**Excerpt to read**

>>>

Microbial Genomics methods

MGen (Microbial Genomics) was created last year by the UK’s Microbiology Society, with the aim of becoming the go-to journal for microbial genomics research. As a Senior Editor, I was asked to help mark the occasion of MGen’s six month anniversary (on Jan 15, 2016), by reviewing the 24 papers published in the journal’s first six months since launch.
The full review is is available over on the MGen site, but I wanted to draw particular attention here to trends in the analysis tools used by the genomic epidemiology papers published so far in MGen, which largely reflects what’s been happening across the field generally.

tools word cloud

One third of the articles are cutting edge genomic epidemiologyin action, using genomics to investigate the evolution and transmission of a range of pathogens, from anthrax to dysentery and food poisoning.

Interestingly all of these studies used similar methodologies, reflecting the maturity of this field of research.

<<<

**What you will do**
(1) In the excerpt on Microbial Genomics methods, what does the similarity of methods across the genomic epidemiology studies reflect, according to the author?
(2) Can you rewrite the paragraph beginning "MGen (Microbial Genomics) was created last year" from the excerpt on Microbial Genomics methods as a shorter version that keeps its main facts?

**Information supplied**
>>>

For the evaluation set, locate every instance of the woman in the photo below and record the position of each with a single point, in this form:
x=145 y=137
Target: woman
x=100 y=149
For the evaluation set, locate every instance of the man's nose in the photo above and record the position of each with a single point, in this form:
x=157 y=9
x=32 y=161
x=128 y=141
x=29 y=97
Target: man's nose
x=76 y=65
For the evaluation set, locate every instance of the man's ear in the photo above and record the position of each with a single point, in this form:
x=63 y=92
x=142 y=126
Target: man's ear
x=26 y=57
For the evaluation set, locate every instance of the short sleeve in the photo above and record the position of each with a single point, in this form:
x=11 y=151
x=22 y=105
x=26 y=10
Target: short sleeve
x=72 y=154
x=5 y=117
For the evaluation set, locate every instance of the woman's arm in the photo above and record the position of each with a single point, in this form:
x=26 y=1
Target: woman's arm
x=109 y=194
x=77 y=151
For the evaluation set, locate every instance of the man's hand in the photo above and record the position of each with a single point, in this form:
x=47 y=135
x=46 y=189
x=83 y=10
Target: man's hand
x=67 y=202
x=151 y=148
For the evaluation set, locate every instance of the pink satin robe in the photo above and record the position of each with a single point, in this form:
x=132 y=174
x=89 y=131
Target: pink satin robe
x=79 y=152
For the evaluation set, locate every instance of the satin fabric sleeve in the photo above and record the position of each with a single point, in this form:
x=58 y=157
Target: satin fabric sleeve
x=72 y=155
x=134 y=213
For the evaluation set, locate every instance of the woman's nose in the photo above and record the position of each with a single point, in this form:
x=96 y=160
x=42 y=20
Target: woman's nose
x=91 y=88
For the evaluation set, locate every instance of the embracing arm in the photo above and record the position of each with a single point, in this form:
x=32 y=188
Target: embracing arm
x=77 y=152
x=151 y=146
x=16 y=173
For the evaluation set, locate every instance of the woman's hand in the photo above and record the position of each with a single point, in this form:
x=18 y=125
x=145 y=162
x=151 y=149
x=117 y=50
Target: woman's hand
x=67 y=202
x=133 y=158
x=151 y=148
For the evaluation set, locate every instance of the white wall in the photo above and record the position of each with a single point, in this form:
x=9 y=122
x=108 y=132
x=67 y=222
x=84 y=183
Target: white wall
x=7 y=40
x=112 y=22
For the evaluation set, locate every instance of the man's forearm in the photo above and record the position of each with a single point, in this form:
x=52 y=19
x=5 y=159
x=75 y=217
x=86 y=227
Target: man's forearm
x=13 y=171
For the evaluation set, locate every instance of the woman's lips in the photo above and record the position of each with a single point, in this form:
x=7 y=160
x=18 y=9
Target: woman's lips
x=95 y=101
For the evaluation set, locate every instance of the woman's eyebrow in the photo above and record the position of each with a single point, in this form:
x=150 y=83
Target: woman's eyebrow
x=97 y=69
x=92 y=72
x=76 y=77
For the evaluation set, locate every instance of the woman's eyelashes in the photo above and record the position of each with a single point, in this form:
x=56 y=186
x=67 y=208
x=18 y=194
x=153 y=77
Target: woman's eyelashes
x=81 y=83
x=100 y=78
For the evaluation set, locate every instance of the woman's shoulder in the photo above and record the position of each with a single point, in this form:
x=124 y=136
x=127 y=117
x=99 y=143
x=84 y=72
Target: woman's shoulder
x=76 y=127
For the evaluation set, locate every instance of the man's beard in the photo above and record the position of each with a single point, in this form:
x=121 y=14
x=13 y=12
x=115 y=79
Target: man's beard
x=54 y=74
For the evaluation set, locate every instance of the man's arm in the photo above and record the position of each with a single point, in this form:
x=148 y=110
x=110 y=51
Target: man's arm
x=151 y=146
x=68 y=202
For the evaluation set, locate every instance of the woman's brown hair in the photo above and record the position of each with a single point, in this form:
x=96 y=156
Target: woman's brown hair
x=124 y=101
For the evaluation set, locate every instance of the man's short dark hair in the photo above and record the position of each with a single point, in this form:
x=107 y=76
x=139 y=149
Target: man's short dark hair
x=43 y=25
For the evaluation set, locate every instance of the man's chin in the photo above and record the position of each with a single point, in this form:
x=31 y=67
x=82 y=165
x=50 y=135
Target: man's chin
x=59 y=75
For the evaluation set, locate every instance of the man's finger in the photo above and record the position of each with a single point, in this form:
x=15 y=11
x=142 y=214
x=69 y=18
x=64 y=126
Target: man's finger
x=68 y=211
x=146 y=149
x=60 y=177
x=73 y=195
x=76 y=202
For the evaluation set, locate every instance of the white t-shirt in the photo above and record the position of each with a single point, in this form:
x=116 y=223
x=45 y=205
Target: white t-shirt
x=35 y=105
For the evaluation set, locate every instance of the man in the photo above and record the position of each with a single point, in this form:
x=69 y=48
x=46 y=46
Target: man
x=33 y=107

<<<
>>>

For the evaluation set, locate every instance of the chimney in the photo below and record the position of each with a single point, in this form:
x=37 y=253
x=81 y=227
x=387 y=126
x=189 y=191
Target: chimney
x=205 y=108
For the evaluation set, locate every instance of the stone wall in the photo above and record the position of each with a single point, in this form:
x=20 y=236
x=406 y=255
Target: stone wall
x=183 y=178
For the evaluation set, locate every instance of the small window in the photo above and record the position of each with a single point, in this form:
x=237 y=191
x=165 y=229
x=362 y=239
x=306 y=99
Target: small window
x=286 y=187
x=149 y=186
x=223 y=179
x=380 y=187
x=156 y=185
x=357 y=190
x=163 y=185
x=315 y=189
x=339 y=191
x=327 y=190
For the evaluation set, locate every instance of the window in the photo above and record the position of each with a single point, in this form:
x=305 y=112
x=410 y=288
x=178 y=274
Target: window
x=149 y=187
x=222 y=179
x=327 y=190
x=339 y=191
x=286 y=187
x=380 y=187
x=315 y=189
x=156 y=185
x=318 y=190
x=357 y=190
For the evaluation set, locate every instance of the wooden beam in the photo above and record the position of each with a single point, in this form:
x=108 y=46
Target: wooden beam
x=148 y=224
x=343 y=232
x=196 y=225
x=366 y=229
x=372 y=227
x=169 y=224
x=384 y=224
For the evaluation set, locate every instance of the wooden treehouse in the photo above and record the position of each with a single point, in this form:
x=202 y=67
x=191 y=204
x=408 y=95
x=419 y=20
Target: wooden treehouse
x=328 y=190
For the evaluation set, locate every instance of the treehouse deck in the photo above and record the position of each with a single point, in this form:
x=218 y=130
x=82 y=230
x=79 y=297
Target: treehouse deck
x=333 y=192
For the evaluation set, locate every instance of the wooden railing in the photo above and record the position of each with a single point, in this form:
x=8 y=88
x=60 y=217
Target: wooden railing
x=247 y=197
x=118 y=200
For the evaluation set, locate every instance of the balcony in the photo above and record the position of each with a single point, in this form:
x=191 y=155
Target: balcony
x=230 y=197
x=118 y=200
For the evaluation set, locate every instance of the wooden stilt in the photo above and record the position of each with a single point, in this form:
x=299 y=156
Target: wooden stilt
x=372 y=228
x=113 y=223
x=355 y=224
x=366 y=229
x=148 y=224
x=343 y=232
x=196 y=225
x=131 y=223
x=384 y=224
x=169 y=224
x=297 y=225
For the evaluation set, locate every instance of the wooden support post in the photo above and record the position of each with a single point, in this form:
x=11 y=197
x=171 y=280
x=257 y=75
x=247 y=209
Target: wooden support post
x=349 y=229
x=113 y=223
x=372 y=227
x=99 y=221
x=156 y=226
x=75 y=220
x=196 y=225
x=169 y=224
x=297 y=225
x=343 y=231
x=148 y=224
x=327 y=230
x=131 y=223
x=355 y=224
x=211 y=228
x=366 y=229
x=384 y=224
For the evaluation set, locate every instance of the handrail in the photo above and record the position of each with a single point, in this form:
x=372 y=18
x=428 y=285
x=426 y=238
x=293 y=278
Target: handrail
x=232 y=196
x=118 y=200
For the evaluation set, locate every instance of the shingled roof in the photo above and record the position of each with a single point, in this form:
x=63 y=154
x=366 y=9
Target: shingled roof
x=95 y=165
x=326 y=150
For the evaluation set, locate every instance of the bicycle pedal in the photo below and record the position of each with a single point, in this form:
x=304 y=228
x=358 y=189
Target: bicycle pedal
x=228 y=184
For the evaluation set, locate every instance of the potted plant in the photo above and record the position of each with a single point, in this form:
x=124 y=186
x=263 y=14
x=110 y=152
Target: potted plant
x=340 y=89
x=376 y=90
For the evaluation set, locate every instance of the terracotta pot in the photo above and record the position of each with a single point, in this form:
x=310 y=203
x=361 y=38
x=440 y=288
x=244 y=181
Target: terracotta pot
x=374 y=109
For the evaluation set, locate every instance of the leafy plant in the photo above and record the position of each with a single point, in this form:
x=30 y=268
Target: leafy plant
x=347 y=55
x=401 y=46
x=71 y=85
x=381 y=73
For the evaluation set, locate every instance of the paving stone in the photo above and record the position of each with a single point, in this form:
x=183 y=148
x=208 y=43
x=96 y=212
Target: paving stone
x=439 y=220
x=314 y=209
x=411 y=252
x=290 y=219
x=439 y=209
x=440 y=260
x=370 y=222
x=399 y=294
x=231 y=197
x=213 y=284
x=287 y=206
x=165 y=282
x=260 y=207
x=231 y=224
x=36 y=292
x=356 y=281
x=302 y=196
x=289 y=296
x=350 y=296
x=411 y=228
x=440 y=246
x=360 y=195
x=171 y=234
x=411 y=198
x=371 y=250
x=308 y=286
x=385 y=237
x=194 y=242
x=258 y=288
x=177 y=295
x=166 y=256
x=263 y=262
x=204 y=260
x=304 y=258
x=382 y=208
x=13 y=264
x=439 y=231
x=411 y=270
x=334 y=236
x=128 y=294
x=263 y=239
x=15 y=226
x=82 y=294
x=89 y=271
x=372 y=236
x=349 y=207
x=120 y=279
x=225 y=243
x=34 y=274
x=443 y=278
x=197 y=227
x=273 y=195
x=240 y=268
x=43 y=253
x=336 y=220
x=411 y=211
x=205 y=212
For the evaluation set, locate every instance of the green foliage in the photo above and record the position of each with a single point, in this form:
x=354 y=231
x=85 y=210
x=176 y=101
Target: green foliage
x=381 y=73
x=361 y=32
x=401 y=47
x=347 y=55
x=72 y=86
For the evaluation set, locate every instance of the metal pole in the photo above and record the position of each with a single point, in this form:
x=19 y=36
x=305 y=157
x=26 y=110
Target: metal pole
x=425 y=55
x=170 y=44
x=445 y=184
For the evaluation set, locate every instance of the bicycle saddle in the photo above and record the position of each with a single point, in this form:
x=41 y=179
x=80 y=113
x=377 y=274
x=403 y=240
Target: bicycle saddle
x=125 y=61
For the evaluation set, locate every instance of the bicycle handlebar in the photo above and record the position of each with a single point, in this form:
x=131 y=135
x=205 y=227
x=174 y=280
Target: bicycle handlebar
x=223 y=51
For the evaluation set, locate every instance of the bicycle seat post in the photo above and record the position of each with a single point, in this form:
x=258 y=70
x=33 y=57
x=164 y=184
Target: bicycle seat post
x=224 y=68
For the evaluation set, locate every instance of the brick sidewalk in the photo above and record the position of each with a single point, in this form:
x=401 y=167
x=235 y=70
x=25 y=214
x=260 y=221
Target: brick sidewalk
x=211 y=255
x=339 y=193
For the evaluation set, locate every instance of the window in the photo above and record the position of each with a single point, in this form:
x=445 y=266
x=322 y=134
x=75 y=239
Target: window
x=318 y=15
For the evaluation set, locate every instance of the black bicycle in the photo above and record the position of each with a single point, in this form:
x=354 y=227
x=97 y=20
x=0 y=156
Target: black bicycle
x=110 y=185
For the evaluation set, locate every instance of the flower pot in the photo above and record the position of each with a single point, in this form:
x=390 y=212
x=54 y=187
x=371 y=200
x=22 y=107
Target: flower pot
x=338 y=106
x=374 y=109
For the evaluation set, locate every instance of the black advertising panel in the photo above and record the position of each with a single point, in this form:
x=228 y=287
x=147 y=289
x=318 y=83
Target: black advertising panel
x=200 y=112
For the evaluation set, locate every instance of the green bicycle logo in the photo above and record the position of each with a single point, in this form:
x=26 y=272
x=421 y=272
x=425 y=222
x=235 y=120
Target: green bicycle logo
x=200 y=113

<<<

**Responses in order**
(1) It reflects the maturity of this field of research.

(2) The UK's Microbiology Society launched MGen (Microbial Genomics) last year, aiming to make it the go-to journal for microbial genomics research. To mark its six-month anniversary on Jan 15, 2016, I was asked as a Senior Editor to review the 24 papers it published in that time.